**Reading passage**:
Brian Eno graced New York City with his presence for an insightful talk as part of Red Bull Music Academy NYC 2013. Held at Cooper Union’s historic Great Hall, Eno provided insight on his upbringing, artistic foundations, and current creative interests. He began with delightful stories and accompanying photos of his childhood, including some of him as a seven year old in his hometown of Woodbridge, Sussex and him as an eighteen year old art school student. The former Roxy Music member explained that art was always a part of his life whether he was aware of it at the time or not. His grandfather’s enrollment in a German military band during the war ended up saving his eventual existence since his grandfather was arrested for being a “German sympathizer” and thus avoided enrollment in his designated regiment (of which nearly no one survived). His own father, “a man of not much words," never told Eno that he himself had been a drummer in a band until Eno was nearly 35 and already a superstar buying his parents homes.

Eno also explained that a woman named Joan who lived in a caravan outside of Cambridge was a major intellectual influence for him. In her home, she’d have brilliant thinkers from the world-renowned university to discuss science, politics, and other topics, and Eno was always invited and encouraged to participate in these talks. The legend recounts the story of one time Joan simply asked him, “Why would someone with your brain waste their time on art?” This “cut” the young Eno, who was sure he wanted to become an artist from a very young age. This preoccupation with art’s practicality seems to have followed Eno throughout his life, evident in his interest in concepts versus craft. He explains that after being blown away by the groundbreaking music of Tony Allen, Terry Riley, and Steve Rikes, he realized his fascination with cybernetics and their complex structures, he’d found the inspiration to eventually create musical history. Eno drew inspiration from the lessons of evolution, always focusing on how the simple can be used to create the complex. This eventually led him to what he calls “generative music,” in which the focus lies in “specifying inputs and specifying systems” in order to allow the music to essentially create itself. This would evolve and eventually become ambient music.

**Exercise requirements**:
Please answer these questions about the article on Brian Eno's talk:
(a) In which venue was the talk held?
(b) Where did the woman named Joan live?
(c) What does Eno call the music in which the focus lies in "specifying inputs and specifying systems"?

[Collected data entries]
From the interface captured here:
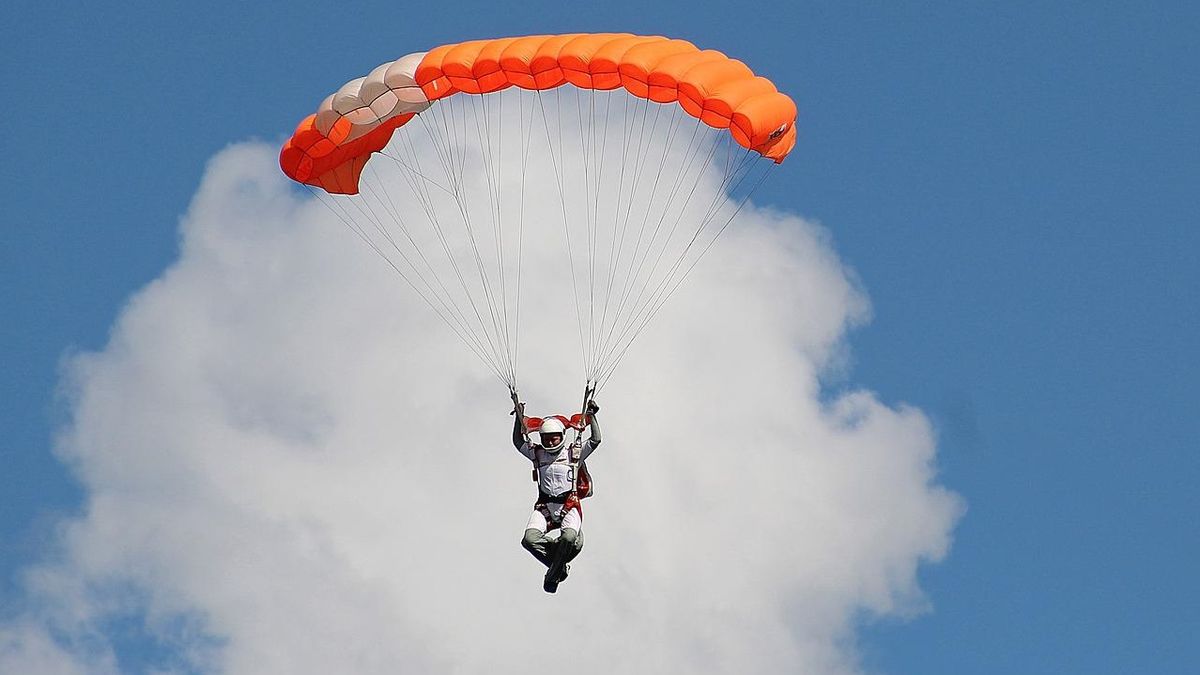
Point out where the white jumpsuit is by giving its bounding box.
[518,438,595,532]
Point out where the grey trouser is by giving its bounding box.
[521,527,583,567]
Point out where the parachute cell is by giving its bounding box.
[280,34,796,388]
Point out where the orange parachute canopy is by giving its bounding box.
[280,34,796,195]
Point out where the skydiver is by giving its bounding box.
[512,392,600,593]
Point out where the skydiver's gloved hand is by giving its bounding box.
[587,400,600,447]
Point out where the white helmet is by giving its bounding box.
[538,417,566,452]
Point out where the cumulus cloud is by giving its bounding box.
[0,119,961,674]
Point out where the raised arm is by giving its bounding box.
[588,401,601,446]
[580,401,600,460]
[512,412,526,450]
[509,389,526,450]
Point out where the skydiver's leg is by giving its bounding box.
[558,508,583,563]
[542,508,583,593]
[521,509,554,567]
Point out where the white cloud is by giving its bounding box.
[0,118,961,674]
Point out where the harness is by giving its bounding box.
[533,435,592,530]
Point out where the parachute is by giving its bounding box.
[280,34,797,390]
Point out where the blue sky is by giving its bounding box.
[0,0,1200,673]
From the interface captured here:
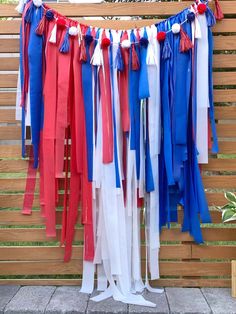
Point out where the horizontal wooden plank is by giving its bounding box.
[206,192,230,206]
[0,175,236,191]
[0,72,236,88]
[0,57,19,71]
[0,92,16,106]
[0,106,236,123]
[192,244,236,259]
[0,192,226,209]
[0,89,236,106]
[216,124,236,138]
[213,72,236,86]
[214,89,236,103]
[203,175,236,189]
[0,260,231,276]
[0,51,236,71]
[213,54,236,69]
[0,17,236,35]
[0,211,62,226]
[0,158,236,173]
[0,107,15,123]
[202,158,236,171]
[215,106,236,120]
[0,38,20,53]
[0,35,236,53]
[0,1,236,17]
[0,278,231,287]
[0,245,191,261]
[0,228,236,242]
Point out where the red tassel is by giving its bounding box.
[79,38,87,62]
[132,44,139,71]
[214,0,224,21]
[35,14,46,36]
[179,27,193,52]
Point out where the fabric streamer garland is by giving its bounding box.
[16,0,223,307]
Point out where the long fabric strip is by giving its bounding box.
[16,0,218,307]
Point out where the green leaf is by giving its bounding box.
[225,192,236,202]
[222,208,236,222]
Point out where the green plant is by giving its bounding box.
[219,192,236,222]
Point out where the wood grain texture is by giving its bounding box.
[0,53,236,71]
[0,106,236,123]
[0,1,236,17]
[0,89,236,106]
[191,244,236,260]
[0,35,236,53]
[0,17,236,35]
[0,245,191,262]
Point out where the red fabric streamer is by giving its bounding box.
[179,26,193,52]
[214,0,224,21]
[118,31,130,132]
[98,31,114,164]
[21,146,37,215]
[131,44,140,71]
[35,12,46,36]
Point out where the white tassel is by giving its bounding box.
[194,16,202,38]
[49,23,57,44]
[90,43,103,66]
[15,0,25,14]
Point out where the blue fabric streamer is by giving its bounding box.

**Answer box**:
(a) Cooper Union's Great Hall
(b) In a caravan outside of Cambridge
(c) Generative music